DIRECTIONS: Please locate every line in the entries below that contains the word "wooden", and copy each of those lines in full. Case counts when matching.

Collected data entries:
* begin *

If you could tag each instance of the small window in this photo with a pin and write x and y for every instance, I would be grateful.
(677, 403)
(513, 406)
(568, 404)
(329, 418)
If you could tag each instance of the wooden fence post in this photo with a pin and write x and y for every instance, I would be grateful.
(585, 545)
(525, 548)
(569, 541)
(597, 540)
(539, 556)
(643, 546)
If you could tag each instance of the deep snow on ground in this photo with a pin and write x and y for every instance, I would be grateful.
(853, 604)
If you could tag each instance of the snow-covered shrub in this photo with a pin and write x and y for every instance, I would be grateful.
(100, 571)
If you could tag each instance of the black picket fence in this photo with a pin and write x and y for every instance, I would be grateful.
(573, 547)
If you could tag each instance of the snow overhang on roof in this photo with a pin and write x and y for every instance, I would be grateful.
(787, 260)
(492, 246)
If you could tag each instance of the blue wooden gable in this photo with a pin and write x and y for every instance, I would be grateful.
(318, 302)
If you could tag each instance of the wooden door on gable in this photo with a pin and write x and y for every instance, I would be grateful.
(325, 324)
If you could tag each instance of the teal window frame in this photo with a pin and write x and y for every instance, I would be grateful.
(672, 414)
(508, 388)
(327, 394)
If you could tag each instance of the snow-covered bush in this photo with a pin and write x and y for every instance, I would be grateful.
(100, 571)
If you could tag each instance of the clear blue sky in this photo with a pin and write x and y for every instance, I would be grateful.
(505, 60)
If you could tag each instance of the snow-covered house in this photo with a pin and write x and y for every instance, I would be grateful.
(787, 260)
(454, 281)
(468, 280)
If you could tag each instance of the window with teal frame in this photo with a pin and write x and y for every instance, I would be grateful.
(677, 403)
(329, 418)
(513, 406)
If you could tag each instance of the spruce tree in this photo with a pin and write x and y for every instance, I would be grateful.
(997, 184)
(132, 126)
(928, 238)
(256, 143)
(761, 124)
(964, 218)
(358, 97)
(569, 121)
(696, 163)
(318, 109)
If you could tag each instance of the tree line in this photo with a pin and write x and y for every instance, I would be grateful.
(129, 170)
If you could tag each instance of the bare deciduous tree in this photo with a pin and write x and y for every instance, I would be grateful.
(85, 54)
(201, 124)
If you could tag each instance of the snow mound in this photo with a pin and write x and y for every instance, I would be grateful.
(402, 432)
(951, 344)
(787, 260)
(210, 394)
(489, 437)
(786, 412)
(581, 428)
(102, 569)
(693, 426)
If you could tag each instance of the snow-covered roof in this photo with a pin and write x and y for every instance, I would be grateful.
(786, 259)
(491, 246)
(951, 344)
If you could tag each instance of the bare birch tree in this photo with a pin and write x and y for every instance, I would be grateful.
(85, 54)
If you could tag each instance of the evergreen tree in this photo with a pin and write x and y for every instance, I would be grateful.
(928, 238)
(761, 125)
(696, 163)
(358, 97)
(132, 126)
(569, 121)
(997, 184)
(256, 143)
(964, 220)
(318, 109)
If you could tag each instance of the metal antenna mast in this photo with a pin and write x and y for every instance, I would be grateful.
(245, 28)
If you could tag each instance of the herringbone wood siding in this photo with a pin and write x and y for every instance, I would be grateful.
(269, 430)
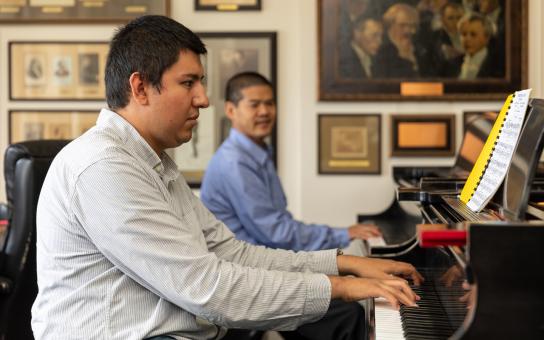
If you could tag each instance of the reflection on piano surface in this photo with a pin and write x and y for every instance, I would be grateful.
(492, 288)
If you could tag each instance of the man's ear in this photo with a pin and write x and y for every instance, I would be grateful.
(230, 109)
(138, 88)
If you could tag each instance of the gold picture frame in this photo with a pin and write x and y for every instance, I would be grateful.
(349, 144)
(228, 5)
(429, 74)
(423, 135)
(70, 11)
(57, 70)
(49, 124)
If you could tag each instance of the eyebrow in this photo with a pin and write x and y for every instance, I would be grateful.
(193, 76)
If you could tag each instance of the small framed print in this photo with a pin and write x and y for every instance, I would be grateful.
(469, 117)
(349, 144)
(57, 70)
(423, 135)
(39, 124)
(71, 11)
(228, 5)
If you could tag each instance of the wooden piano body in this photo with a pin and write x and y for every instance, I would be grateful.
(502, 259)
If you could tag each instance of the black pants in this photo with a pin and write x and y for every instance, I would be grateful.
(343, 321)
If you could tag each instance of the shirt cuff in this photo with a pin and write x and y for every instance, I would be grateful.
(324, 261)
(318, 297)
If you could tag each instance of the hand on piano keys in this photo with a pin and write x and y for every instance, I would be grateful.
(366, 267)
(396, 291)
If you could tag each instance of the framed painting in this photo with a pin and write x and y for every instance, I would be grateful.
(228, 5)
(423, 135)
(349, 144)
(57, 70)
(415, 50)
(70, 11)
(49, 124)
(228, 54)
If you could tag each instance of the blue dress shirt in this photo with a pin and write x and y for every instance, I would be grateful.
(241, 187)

* end *
* begin *

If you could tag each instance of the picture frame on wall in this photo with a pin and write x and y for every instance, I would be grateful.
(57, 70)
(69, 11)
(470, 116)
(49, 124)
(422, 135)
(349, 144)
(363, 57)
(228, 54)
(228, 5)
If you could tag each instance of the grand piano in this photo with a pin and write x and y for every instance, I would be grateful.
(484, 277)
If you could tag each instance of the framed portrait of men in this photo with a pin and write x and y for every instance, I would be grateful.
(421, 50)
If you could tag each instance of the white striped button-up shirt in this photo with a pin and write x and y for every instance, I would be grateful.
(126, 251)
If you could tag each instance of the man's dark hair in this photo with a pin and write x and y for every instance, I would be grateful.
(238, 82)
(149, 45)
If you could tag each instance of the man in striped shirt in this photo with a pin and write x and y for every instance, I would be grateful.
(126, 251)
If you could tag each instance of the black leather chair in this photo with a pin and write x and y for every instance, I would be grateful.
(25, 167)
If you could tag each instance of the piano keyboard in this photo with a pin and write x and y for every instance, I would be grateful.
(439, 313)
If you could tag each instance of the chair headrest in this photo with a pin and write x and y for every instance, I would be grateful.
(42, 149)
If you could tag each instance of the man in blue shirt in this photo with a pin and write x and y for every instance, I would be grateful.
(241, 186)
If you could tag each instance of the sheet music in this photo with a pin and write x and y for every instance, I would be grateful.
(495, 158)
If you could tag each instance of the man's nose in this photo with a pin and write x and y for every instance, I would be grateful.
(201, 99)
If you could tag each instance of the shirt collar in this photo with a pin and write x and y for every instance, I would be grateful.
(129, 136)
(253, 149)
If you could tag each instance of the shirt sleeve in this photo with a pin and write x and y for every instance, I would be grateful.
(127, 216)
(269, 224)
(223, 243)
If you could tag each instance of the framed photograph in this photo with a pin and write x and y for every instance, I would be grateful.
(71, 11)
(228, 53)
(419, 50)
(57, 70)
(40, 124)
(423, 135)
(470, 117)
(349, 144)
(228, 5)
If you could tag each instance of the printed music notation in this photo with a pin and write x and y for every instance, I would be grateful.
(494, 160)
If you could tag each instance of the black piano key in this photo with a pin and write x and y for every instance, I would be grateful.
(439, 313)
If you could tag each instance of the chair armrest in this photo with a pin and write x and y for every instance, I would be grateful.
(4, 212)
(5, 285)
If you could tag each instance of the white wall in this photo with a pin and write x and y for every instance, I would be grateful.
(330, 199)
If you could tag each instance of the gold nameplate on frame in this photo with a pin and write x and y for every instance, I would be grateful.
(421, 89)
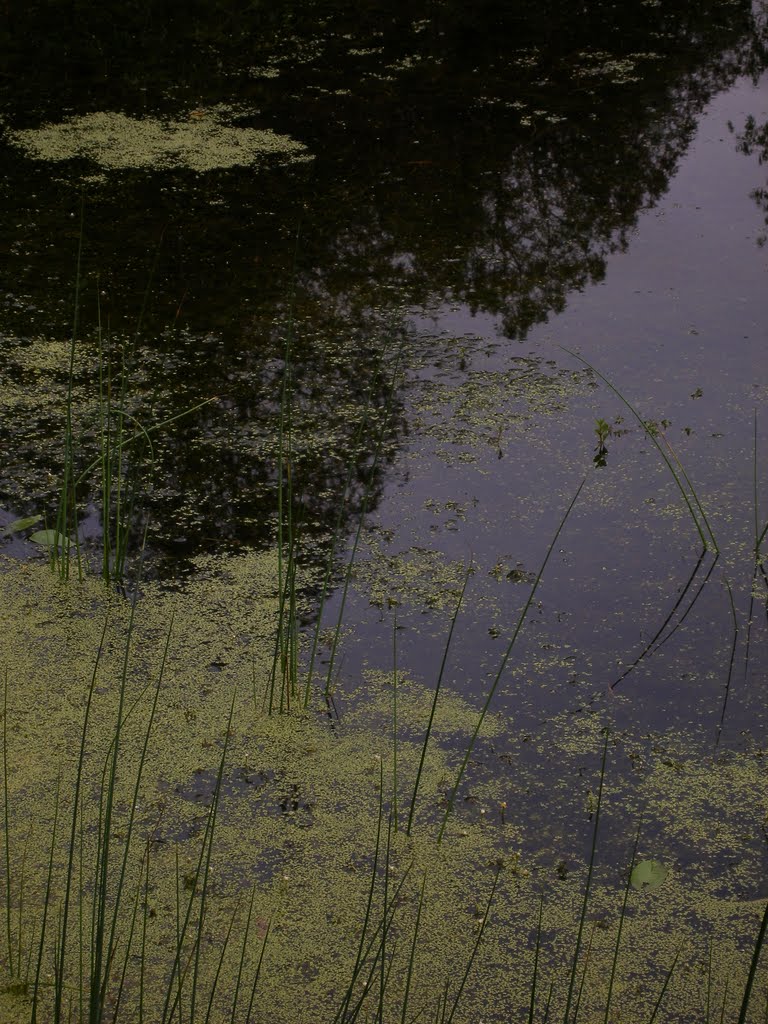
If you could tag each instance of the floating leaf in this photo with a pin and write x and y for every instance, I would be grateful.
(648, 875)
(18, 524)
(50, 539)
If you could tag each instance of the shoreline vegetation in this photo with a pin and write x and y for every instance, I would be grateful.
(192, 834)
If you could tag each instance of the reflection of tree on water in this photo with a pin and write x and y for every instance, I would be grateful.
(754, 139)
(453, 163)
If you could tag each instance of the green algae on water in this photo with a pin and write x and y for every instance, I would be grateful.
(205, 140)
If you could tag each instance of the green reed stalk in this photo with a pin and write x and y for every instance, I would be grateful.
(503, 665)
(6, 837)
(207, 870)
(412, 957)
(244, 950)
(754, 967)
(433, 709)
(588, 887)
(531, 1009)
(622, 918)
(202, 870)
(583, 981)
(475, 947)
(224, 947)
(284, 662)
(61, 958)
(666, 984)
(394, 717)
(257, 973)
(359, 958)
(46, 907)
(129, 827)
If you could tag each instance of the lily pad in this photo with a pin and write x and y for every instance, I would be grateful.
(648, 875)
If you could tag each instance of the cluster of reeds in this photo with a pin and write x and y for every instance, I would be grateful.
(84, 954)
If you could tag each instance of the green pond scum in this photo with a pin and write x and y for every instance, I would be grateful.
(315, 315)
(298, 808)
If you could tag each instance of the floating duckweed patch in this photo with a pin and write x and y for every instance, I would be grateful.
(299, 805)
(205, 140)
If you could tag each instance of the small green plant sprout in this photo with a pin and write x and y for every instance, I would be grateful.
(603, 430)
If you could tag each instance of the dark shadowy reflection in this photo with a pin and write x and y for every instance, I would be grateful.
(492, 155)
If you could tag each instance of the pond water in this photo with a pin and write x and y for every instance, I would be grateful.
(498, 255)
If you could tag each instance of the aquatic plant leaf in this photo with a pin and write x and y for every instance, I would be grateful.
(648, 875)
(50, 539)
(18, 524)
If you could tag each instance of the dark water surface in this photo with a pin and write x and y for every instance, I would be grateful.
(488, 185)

* end *
* begin *

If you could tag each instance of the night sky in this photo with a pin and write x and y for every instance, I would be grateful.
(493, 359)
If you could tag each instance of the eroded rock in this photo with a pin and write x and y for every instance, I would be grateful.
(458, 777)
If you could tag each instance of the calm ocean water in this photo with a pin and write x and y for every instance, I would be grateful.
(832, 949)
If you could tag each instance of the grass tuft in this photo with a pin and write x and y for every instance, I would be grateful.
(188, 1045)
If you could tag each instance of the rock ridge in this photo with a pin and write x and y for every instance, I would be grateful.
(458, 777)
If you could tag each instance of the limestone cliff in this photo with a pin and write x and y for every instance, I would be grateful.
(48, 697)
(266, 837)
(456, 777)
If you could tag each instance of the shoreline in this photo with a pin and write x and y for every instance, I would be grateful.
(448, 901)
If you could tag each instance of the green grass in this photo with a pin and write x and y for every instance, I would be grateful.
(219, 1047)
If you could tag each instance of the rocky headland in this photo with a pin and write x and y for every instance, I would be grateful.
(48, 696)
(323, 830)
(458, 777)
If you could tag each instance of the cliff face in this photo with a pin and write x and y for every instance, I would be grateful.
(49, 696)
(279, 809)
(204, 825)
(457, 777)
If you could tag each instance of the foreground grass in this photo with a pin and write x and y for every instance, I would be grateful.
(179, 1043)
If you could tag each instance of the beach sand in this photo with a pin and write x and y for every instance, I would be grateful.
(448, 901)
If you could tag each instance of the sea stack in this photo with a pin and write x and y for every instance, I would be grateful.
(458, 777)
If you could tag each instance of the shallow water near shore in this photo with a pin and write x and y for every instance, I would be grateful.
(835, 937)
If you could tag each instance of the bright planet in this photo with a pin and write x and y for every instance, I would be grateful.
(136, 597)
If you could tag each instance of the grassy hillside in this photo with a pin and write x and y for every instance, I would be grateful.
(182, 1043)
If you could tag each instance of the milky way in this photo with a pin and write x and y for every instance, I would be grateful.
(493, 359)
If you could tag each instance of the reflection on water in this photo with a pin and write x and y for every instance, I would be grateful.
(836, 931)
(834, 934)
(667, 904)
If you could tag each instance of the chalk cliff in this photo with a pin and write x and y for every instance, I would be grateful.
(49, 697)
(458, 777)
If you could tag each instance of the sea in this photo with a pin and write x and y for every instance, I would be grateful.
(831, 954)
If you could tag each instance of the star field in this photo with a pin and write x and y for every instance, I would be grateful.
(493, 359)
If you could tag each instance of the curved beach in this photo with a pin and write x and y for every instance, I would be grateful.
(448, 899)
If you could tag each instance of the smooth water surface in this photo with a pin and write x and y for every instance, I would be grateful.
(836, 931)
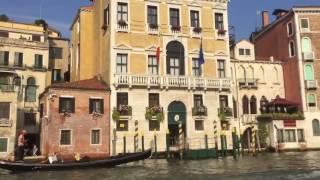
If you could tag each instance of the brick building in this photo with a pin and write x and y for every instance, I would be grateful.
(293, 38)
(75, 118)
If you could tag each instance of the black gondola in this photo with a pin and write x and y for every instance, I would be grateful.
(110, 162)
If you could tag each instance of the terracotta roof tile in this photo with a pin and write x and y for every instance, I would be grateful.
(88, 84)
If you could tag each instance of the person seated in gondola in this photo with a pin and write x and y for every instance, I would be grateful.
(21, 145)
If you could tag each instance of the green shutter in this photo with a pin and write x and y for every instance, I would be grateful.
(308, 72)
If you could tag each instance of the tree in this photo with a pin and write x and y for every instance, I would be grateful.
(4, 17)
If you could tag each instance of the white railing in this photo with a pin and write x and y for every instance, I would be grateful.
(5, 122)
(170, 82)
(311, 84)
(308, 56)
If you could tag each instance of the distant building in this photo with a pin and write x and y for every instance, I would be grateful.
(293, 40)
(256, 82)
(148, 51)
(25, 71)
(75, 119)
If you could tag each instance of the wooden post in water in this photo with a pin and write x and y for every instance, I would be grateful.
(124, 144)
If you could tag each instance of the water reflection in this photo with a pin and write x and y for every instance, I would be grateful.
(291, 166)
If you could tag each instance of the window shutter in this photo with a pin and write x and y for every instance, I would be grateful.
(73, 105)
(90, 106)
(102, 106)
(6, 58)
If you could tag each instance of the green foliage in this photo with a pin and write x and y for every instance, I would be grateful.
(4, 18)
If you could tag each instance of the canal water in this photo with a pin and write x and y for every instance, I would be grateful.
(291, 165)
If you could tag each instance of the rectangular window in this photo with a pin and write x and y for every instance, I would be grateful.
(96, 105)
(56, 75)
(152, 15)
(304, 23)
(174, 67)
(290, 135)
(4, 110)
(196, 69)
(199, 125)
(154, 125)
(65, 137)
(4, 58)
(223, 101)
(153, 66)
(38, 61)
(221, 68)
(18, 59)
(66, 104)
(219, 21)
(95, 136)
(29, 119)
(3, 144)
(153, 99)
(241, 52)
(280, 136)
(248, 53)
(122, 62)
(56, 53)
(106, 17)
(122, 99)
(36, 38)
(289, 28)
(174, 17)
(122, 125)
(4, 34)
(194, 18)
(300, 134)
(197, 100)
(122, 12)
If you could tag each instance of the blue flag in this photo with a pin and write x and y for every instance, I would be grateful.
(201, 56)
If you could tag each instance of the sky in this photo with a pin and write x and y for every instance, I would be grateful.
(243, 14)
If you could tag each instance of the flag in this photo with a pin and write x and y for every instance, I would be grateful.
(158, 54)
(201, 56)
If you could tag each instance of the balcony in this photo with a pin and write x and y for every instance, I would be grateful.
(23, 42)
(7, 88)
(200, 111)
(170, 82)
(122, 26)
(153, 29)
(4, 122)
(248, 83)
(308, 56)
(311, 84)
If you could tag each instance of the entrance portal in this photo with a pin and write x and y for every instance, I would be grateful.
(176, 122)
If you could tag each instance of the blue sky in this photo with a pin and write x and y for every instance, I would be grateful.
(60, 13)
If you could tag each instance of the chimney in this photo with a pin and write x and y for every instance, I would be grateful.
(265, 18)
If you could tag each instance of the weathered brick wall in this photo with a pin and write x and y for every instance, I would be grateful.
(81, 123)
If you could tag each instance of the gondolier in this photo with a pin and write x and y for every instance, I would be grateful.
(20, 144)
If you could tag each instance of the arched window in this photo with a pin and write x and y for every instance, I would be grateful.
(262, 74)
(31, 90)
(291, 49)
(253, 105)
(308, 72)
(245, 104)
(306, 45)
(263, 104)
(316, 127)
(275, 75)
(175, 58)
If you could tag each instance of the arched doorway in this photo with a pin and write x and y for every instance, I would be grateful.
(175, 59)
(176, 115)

* end *

TASK OUTPUT:
If you could tag each instance of the wooden fence post in this photo with a pin and write x and y for every instance, I would be grateful.
If you could tag each instance of the blue wooden gable in this photo with a pin and write x and y for every instance, I would be grateful.
If you could tag each instance of the wooden door on gable in this photo with a pin and write x and y for every instance, I would be grateful.
If you could tag each instance of the wooden piano body in this photo with a pin and write x and y for every instance, I would be grateful.
If you could tag each instance of the wooden post in water in this photo with a pin and write x and y for every instance, I would be grateful.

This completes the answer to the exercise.